* [AIM OF THE TASK]
Write the lines below out exactly, dropping each picture.

(Region pointing data)
# # # # # # #

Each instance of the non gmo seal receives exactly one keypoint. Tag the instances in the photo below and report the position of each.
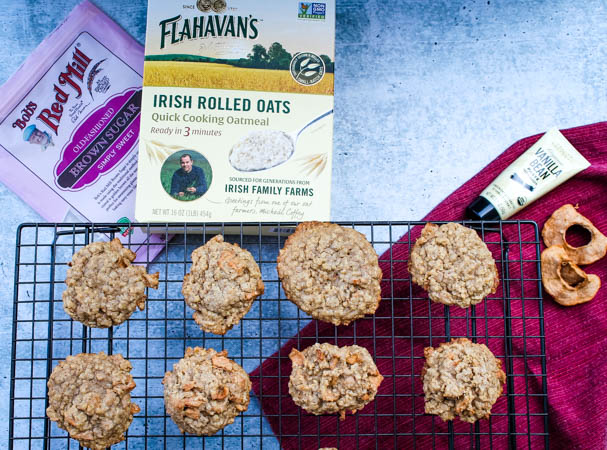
(307, 68)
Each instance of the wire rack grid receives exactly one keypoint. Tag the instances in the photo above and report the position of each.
(510, 322)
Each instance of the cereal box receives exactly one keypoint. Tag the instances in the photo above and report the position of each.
(237, 111)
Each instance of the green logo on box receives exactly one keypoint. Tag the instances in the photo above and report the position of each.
(308, 10)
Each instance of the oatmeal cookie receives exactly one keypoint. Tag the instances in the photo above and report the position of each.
(89, 397)
(205, 391)
(327, 379)
(453, 264)
(103, 287)
(330, 272)
(461, 379)
(222, 284)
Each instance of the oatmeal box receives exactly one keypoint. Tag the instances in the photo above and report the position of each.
(237, 111)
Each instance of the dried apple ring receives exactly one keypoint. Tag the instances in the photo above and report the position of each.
(556, 227)
(564, 280)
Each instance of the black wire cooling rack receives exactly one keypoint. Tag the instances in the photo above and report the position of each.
(510, 322)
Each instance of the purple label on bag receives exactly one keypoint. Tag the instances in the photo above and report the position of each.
(100, 142)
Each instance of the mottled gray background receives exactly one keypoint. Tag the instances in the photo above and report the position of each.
(427, 93)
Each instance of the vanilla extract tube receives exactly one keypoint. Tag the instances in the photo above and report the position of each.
(549, 162)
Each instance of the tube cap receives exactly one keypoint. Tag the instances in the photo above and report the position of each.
(482, 209)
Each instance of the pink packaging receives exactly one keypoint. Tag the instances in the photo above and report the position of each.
(69, 125)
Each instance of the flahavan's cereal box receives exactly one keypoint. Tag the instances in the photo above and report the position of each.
(237, 111)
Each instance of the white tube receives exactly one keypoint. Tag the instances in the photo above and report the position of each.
(548, 163)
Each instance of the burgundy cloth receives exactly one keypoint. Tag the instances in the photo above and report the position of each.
(575, 337)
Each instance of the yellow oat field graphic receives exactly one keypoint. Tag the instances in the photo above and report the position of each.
(224, 76)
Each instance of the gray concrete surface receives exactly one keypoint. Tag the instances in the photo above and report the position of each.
(427, 93)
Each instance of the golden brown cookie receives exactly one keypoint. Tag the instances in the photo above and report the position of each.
(461, 379)
(205, 391)
(453, 265)
(222, 284)
(330, 272)
(327, 379)
(103, 287)
(89, 397)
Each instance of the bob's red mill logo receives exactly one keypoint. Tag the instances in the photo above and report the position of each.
(68, 82)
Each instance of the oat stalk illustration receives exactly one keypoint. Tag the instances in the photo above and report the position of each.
(314, 164)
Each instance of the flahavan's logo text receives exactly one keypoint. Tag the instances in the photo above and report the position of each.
(177, 29)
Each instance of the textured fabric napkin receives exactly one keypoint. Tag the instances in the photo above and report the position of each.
(576, 338)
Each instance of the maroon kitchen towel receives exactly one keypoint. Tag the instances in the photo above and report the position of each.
(575, 338)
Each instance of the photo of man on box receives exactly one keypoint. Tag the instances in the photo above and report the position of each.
(189, 181)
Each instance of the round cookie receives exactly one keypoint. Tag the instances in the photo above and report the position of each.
(327, 379)
(205, 391)
(330, 272)
(89, 397)
(461, 379)
(222, 284)
(453, 265)
(103, 287)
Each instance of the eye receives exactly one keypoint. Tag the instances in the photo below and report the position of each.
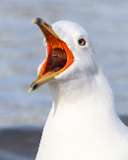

# # # # # # #

* [OUTPUT BELOW]
Each instance of the non gmo seal receives exactly one keypoint. Tag the instances in the photo below and report the position of each.
(307, 68)
Each instance of the wire rack grid receives exactly one keypoint. Tag the instances in the photo above and report the position of each.
(510, 322)
Each instance of the cereal box receives exactly one keypoint. Tag the instances in the photo above and report the position of each.
(237, 111)
Each instance of the green logo on box receives exactly one keypoint. Tag the instances in the photo above and report the position of each.
(308, 10)
Each instance of the oatmeal cookie receives exactly one keypoint. Tag the instances in the photo above and report the position of each.
(89, 397)
(205, 391)
(327, 379)
(453, 264)
(103, 287)
(330, 272)
(461, 379)
(222, 284)
Each instance of the oatmeal box receives exactly one keypoint. Tag the instances in the photo above and report the position of each.
(237, 111)
Each instance of the dried apple ring receives exactly one keypoint. Tag the instances in the photo above and report the position of each.
(556, 227)
(564, 280)
Each instance of the black wire cooling rack receives exactly one keypoint. Tag the instances in the photo above and report the position of each.
(510, 322)
Each instance of the purple label on bag receives exactly one keypoint. Tag the instances in the photo above and report the position of each.
(100, 142)
Each instance of the mottled gray background receives exactly one keypoint. Tag the instances in the photo above and report the position of each.
(427, 93)
Each instance of the vanilla extract tube receives exactly one keypoint. Tag the instances in the photo above and report the position of each.
(549, 162)
Each instance of the tube cap receives exactly one keypoint. Tag the instances in the photo above and report the position of each.
(482, 209)
Each instance of the pink packaging receives exactly one keypoint. Tag the instances in the photo above and report the position of each.
(69, 125)
Each instance of the flahavan's cereal box receives exactly one keypoint. Tag the instances in the photo above and report the position of each.
(237, 111)
Each instance of the white tube receives exactly one keypoint. Tag the instances in the photo above and report the position of each.
(548, 163)
Each instance of the burgundy cloth receives exactly one keypoint. Tag the instances in the photo above and report the position of each.
(575, 337)
Each instance of the yellow oat field graphic receives exactly one keypoint. Tag the instances in the photo above and report the position of each.
(224, 76)
Each instance of the gray concrete surface receives exactly one keypoint. Tag the instances in the photo above and report the position of each.
(427, 93)
Each instance of the golden brown cookie receives exactly one keypoint. Tag the instances in the photo above and report the position of each.
(461, 379)
(205, 391)
(453, 265)
(222, 284)
(330, 272)
(327, 379)
(103, 287)
(89, 397)
Each instance of the bob's red mill logo receives exactly one keypoint. Tag the instances in the photo above and report the position of each.
(68, 82)
Each instance of the oat stalk illustration receives exactly one keypoint. Tag the instances in the photo above and report the position of each.
(314, 164)
Each instance of the flahavan's logo text receives exactly one keypoint. Tag the instances in the photo above and report the position of each.
(177, 29)
Each instance of the textured fabric napkin receives exactly one keypoint. Tag the instances in the photo above and report the position of each.
(576, 338)
Each instance of the maroon kitchen towel receives exactly one keypoint. Tag the instances in the photo above and report the position of each.
(575, 338)
Each instance of the photo of man on box receives exactly one keypoint. Tag the instances in the photo above and report the position of each.
(189, 181)
Each instance of the round cookie receives exactly one keypoint. Tag the instances in the photo above and report the position of each.
(327, 379)
(205, 391)
(330, 272)
(89, 397)
(461, 379)
(222, 284)
(453, 265)
(103, 287)
Each instance of the eye receives exactly one keypoint. Tag the instances in the photo below and report the position of each.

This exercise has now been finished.